COSA FARE ▸
1. Estrai tutte le righe che contengono la parola "wooden", distinguendo tra maiuscole e minuscole.
2. Prosegui il brano su Giulia Colbert Falletti di Barolo a partire dall'ultima frase riportata.

== BRANO RIPORTATO ==

Il lato segreto del Risorgimento, Giulia Colbert Falletti di Barolo

Il lato segreto del Risorgimento, Giulia Colbert Falletti di BaroloGiulia Colbert Falletti di Barolo fu una di quelle donne che, grazie al loro carisma e alla loro bontà d’animo, contribuirono in modo silenzioso alla realizzazione dell’Italia Unita.

Nacque francese, ma si dimostrò fin da subito italiana per spirito e vocazione dopo le nozze celebrate con il nobile piemontese Tancredi Falletti.

Certamente Giulia nel “calderone” risorgimentale non rappresentò un’esperta agitatrice politica, in quanto disponeva di un temperamento intimista, poco incline alla spettacolarizzazione degli eventi e possedeva un’anima pura vibrante di una religiosità sentita, ma non per questo motivo non fu persona tanto volitiva quanto cocciuta!

Giulia Vitturnia Francesca Colbert vide i suoi natali il 27 giugno 1785 tra le sontuose pareti del castello di Maulévrier in Vandea e la sua famiglia occupava una posizione di alto prestigio nel mondo ovattato dell’aristocrazia francese. Sua madre era la contessa Anne-Marie de Quengo de Crenolle; strettamente imparentata con Luigi XVI, mentre il padre era il marchese Edouard Colbert di Maulévrier, discendente del più famoso Jean-Baptiste Colbert, ministro del re Sole.

===
== RIGHE ELENCATE ==

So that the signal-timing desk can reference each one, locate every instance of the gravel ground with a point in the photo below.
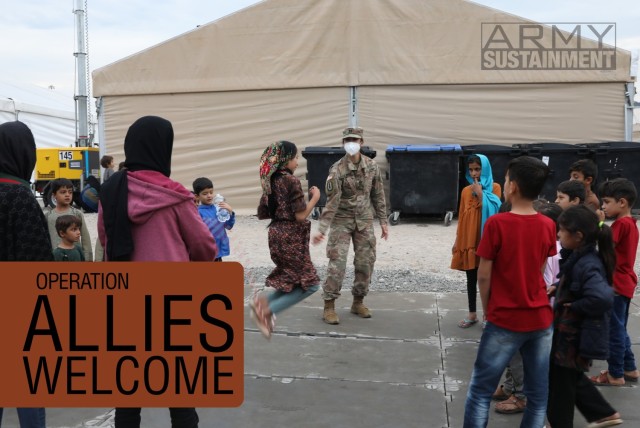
(415, 258)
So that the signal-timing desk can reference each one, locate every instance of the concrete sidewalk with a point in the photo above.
(407, 366)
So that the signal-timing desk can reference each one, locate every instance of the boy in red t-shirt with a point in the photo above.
(618, 197)
(513, 253)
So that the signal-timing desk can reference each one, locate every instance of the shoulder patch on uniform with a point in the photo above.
(329, 185)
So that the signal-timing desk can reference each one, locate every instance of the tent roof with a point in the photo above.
(280, 44)
(34, 99)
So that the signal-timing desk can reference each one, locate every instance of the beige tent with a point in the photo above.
(407, 71)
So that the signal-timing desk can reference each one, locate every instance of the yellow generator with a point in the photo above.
(73, 163)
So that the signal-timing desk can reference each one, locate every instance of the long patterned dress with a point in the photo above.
(288, 238)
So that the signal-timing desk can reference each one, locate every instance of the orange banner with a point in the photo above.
(122, 334)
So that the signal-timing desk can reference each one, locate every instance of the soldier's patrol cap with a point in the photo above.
(352, 133)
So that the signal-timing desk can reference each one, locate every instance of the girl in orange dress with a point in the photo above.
(478, 201)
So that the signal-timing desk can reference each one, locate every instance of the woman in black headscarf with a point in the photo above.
(146, 216)
(24, 235)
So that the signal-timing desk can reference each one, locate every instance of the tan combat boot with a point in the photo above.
(359, 308)
(329, 316)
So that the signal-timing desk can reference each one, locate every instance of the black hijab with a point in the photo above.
(17, 150)
(147, 146)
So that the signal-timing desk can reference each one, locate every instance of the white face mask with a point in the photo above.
(352, 148)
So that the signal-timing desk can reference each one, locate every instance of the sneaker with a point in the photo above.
(607, 422)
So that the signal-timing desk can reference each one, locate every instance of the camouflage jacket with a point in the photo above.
(353, 192)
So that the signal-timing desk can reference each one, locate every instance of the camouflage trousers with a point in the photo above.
(364, 246)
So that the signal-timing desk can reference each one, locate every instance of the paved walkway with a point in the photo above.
(408, 366)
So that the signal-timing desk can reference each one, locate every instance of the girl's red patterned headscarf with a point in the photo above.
(274, 158)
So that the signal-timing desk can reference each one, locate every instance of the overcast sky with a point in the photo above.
(38, 36)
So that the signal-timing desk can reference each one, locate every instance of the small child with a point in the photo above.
(107, 163)
(510, 396)
(68, 229)
(478, 201)
(581, 316)
(203, 191)
(618, 196)
(586, 171)
(513, 251)
(62, 191)
(570, 192)
(294, 277)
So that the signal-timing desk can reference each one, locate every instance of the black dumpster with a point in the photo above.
(319, 160)
(617, 159)
(559, 157)
(423, 179)
(499, 157)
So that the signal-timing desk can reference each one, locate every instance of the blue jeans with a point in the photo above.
(497, 347)
(621, 357)
(279, 300)
(29, 417)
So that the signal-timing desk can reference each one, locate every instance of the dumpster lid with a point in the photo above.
(425, 148)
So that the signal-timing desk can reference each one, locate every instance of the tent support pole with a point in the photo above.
(628, 111)
(353, 106)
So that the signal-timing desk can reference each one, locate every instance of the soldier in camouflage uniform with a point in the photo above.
(354, 191)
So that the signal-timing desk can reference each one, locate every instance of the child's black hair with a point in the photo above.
(505, 207)
(573, 189)
(60, 183)
(474, 159)
(580, 218)
(64, 222)
(587, 167)
(619, 188)
(529, 174)
(549, 209)
(201, 184)
(105, 161)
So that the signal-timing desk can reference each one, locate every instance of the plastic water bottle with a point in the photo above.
(223, 213)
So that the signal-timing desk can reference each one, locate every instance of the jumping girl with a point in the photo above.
(294, 277)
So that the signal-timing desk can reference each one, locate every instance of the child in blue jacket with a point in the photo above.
(203, 189)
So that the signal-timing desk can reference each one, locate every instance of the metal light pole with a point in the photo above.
(82, 117)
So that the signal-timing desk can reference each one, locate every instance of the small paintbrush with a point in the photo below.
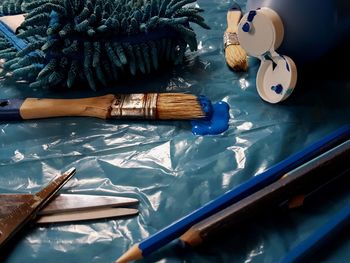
(159, 106)
(235, 55)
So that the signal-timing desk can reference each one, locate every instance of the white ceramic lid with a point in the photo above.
(260, 33)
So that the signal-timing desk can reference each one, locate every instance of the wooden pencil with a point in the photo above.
(179, 227)
(160, 106)
(309, 176)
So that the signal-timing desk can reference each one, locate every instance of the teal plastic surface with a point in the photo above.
(171, 171)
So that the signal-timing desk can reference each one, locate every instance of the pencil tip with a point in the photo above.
(132, 254)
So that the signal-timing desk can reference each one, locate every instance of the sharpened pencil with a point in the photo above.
(305, 178)
(176, 229)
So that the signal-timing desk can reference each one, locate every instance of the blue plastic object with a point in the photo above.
(171, 171)
(10, 109)
(312, 27)
(318, 239)
(177, 228)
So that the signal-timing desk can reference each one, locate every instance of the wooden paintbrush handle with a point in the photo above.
(233, 18)
(32, 108)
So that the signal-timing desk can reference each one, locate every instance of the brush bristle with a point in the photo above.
(236, 58)
(176, 106)
(100, 42)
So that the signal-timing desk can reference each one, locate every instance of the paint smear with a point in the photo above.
(217, 121)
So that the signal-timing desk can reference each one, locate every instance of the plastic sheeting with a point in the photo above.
(171, 171)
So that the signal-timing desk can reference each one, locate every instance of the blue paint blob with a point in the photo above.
(246, 27)
(215, 123)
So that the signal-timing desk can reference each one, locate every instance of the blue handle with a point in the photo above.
(174, 230)
(10, 109)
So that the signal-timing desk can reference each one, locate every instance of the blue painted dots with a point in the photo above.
(278, 88)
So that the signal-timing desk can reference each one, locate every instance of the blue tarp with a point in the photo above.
(171, 171)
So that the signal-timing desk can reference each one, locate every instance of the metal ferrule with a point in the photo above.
(135, 106)
(230, 38)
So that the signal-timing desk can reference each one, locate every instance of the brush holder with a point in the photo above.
(260, 33)
(311, 28)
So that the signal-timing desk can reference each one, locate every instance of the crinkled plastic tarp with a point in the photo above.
(171, 171)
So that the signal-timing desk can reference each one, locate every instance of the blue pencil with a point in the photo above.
(169, 233)
(318, 238)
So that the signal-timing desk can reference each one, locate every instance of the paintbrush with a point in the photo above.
(160, 106)
(256, 183)
(236, 57)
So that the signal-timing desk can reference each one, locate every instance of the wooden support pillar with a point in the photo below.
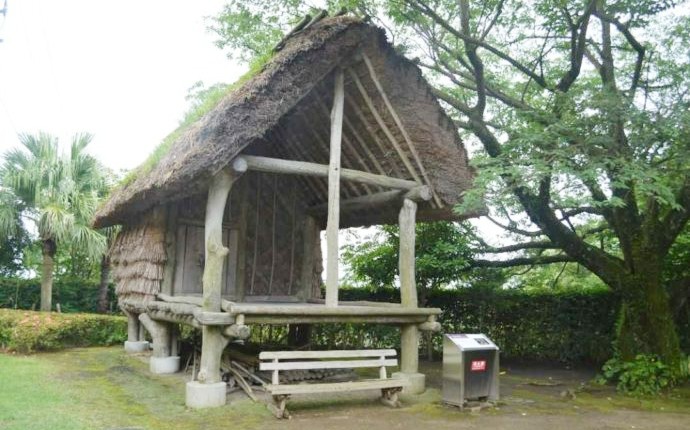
(409, 349)
(406, 256)
(213, 341)
(409, 333)
(132, 327)
(333, 224)
(160, 335)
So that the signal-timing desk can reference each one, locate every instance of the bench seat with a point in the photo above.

===

RISPOSTE SCRITTE ▸
1.
So that the signal-timing desk can reference each one, locate every instance of the wooden pencil with a point in the photo above.
So that the signal-timing desk can reference each one, locate every instance of the wooden paintbrush handle with a point in the photo above.
So that the signal-timing desk can reference each one, locate every instance of the wooden support pillar with a point in the photo below.

2.
La sua infanzia fu legata a eventi sanguinari ed epocali. La madre morì quand’ella era ancora in tenera età, proprio nel momento topico in cui il popolo francese era riuscito a espugnare la Bastiglia, simbolo indiscusso dell’ancien régime.

Inoltre sulla sua famiglia, a causa dell’altisonante nome della casata, si abbatté la scure di una tremenda repressione orchestrata dalle “milizie rivoluzionarie”. E la piccola Giulia fu innocente testimone di atroci episodi di vendetta, nei quali persero la vita due bisnonne, due zie e alcuni cugini, cui era profondamente legata: furono trascinati via in catene e ghigliottinati pubblicamente in piazza.

Il lato segreto del Risorgimento, Giulia Colbert Falletti di Barolo

Dopo questo scempio il padre decise di partire per l’Olanda; ove restò fino a quando Napoleone Bonaparte, cambiando le leggi rivoluzionarie, non garantì un ritorno senza ritorsioni di alcun genere alla nobiltà legittimista che, grazie all’esilio, si era salvata dalla furia del Terrore.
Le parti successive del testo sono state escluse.